Rewrite every one of the records below, changing "Annotate" to "Outline" wherever it appears and keeping everything else the same. Leave the pictures out of your answer.

####

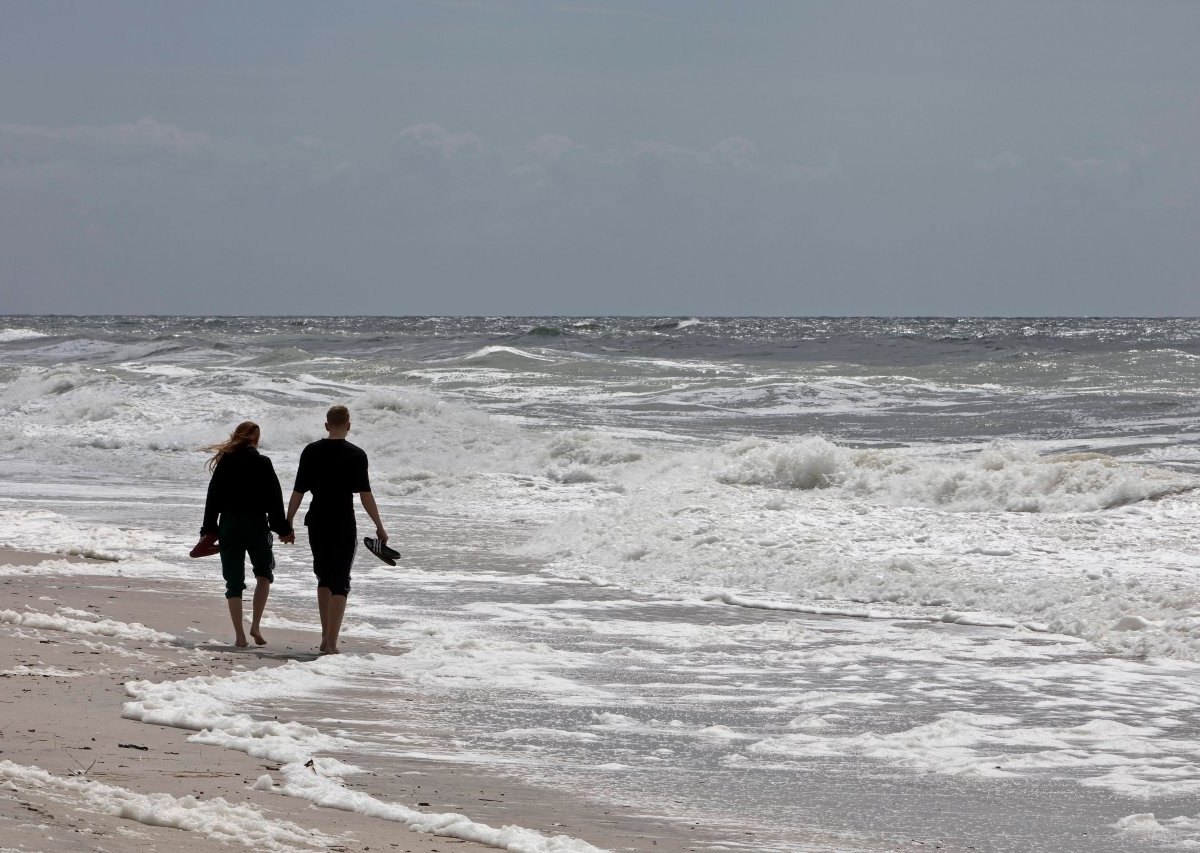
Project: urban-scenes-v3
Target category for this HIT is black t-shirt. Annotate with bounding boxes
[200,447,292,536]
[295,438,371,527]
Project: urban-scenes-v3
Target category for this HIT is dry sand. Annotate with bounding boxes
[0,549,707,853]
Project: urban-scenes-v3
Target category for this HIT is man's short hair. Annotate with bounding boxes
[325,406,350,426]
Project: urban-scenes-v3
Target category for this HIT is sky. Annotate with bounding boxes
[0,0,1200,317]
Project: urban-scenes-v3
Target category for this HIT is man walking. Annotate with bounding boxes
[288,406,388,655]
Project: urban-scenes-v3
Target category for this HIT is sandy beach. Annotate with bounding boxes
[0,549,697,853]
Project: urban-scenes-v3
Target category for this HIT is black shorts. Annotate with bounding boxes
[308,527,359,595]
[217,515,275,599]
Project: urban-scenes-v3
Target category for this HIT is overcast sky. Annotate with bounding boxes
[0,0,1200,316]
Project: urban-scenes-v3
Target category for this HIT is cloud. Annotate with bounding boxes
[710,137,758,172]
[1062,157,1129,179]
[0,116,220,162]
[394,122,485,160]
[971,151,1025,174]
[526,133,583,163]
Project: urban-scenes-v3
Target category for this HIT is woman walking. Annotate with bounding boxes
[197,421,295,647]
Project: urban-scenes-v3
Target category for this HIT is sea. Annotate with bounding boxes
[0,316,1200,853]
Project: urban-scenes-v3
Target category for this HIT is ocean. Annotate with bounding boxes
[0,317,1200,852]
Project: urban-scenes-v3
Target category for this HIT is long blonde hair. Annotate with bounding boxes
[204,421,259,471]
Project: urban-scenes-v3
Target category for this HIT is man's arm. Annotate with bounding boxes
[359,492,388,542]
[280,492,304,545]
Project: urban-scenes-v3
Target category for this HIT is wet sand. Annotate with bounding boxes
[0,549,720,853]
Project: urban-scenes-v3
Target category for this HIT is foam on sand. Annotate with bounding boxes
[0,759,342,853]
[0,611,178,643]
[122,656,602,853]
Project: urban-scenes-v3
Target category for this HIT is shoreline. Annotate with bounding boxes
[0,548,729,853]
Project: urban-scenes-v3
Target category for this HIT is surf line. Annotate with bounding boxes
[700,591,1052,633]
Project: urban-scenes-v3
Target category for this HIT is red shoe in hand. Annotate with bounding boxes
[188,533,221,557]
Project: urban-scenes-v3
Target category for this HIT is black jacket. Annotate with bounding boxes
[200,447,292,536]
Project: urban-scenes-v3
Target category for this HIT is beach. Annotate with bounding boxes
[0,318,1200,853]
[0,549,729,853]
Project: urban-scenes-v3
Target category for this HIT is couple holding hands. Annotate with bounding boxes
[192,406,400,655]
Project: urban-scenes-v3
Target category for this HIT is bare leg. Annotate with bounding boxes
[250,577,271,645]
[226,599,250,649]
[325,595,346,655]
[317,587,329,654]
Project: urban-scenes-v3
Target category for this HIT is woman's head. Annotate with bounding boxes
[205,421,262,470]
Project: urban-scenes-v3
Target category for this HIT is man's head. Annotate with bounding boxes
[325,406,350,435]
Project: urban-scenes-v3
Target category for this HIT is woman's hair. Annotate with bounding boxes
[204,421,258,471]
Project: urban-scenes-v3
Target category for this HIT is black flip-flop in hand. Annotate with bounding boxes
[362,536,400,566]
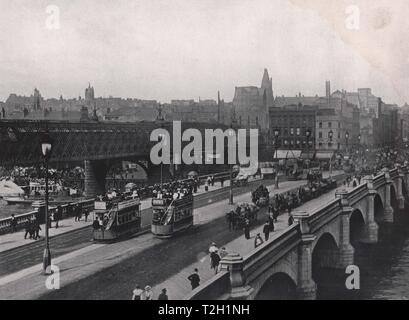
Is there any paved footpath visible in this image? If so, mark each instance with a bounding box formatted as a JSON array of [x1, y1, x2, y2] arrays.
[[0, 181, 230, 252], [0, 173, 342, 299]]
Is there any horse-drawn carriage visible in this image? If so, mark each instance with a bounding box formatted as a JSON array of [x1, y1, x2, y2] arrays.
[[226, 203, 259, 230], [251, 185, 270, 208]]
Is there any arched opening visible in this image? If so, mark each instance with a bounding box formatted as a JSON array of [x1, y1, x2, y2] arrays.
[[312, 233, 344, 299], [106, 161, 148, 190], [374, 194, 385, 224], [255, 272, 297, 300], [391, 184, 399, 212], [349, 209, 365, 246]]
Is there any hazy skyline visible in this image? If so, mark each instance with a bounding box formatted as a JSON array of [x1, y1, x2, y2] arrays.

####

**Complete output:**
Project: urban-scenes-v3
Target category for this HIT is black t-shirt. Outline with bounding boxes
[200,447,292,536]
[295,438,371,527]
Project: urban-scenes-v3
Target category for this HIT is dry sand. Outline with bounding boxes
[0,549,707,853]
Project: urban-scenes-v3
Target category for this HIT is man's short hair. Outline with bounding boxes
[325,406,350,426]
Project: urban-scenes-v3
Target category for this HIT is sky. Outline with bounding boxes
[0,0,1200,317]
Project: urban-scenes-v3
Target category for this HIT is man walking. Outline with bounding boxes
[288,406,388,655]
Project: urban-scenes-v3
Target category for this HIT is sandy beach. Outline with bounding boxes
[0,549,697,853]
Project: urban-scenes-v3
Target category for this HIT is black shorts. Outline with bounding boxes
[308,527,359,595]
[217,515,275,599]
Project: urban-scenes-v3
Target category for this HIT is overcast sky. Outline with bounding boxes
[0,0,1200,316]
Project: urban-scenes-v3
Target category for this HIT is cloud. Outline with bounding boxes
[710,137,758,172]
[1062,157,1129,179]
[0,116,220,162]
[394,122,485,160]
[971,151,1025,174]
[526,133,583,163]
Project: urban-scenes-v3
Target category for this HIT is woman walking. Outline with bounding boxes
[197,421,295,647]
Project: urban-scenes-v3
Target category for this HIT is sea. Outline with bounding boxes
[0,316,1200,853]
Project: urban-scenes-v3
Target category for this HIT is ocean. Outline with bounding boxes
[0,317,1200,852]
Project: urban-scenes-v3
Target category for this HIT is long blonde hair. Outline with bounding boxes
[204,421,259,471]
Project: urban-scenes-v3
Target category for this HIT is man's arm. Outline with bounding boxes
[359,492,388,542]
[280,492,304,545]
Project: urban-scenes-v3
Target category for this HIT is wet sand. Outline with bounding boxes
[0,549,720,853]
Project: urban-scenes-v3
Target category for this HIT is foam on sand. Outline with bounding boxes
[0,759,342,853]
[0,611,178,643]
[122,656,602,853]
Project: urban-scenes-v3
Target category for this HIT is shoreline. Outline with bounding boxes
[0,548,729,853]
Project: urban-scenes-v3
Target category for this HIT is surf line. Outline with bounding boxes
[700,591,1052,633]
Project: urban-scenes-v3
Target category for this HIT is red shoe in hand. Outline with bounding boxes
[188,533,221,557]
Project: urban-scenes-v3
Target category for this HIT is black jacket. Outline with bounding boxes
[200,447,292,536]
Project: urban-scenes-v3
Target category for this HIT is beach. Outline with bounding boxes
[0,318,1200,853]
[0,549,729,853]
Project: urban-scenes-v3
Target category for this HIT is couple holding hands. Outline with bounding boxes
[192,406,400,655]
Project: urban-scenes-v3
Target category for this HIT is bare leg. Outline with bounding boxes
[250,577,271,645]
[226,599,250,649]
[325,595,346,655]
[317,587,329,654]
Project: urban-scenes-v3
Target category for this HIT is woman's head. Outline with bounding boxes
[205,421,262,470]
Project: urban-scenes-v3
Target category for this HIT is man's head. Outline with bounding boxes
[325,406,350,435]
Project: urban-scenes-v3
Target category for this HIT is woman's hair. Outline with bounding boxes
[204,421,258,471]
Project: urban-scenes-v3
Target category for this HIT is black flip-flop in hand. Outline with bounding boxes
[362,536,400,566]
Is there any paved footpath visible in this image? If so, mark each instance with a bounding box formatted as a JSON array of [x1, y1, x2, y2] arrays.
[[0, 181, 230, 252], [0, 173, 342, 299]]
Is there any horse-drawn carriage visible in this image? If so, mark each instance with a bounding box formatted as a JSON array of [x1, y1, x2, y2] arrays.
[[226, 203, 259, 230], [251, 185, 270, 208]]
Is there any arched opening visible in this image? If so, mark each instance with a bounding box formatted as a JSON array of [x1, y1, x2, y2] arrays.
[[312, 233, 344, 299], [106, 161, 148, 190], [374, 194, 385, 224], [255, 272, 297, 300], [391, 184, 399, 212], [349, 209, 365, 246]]
Is there any hazy skyline visible in this image? If so, mark each instance with a bounding box formatted as a JSON array of [x1, y1, x2, y2] arrays.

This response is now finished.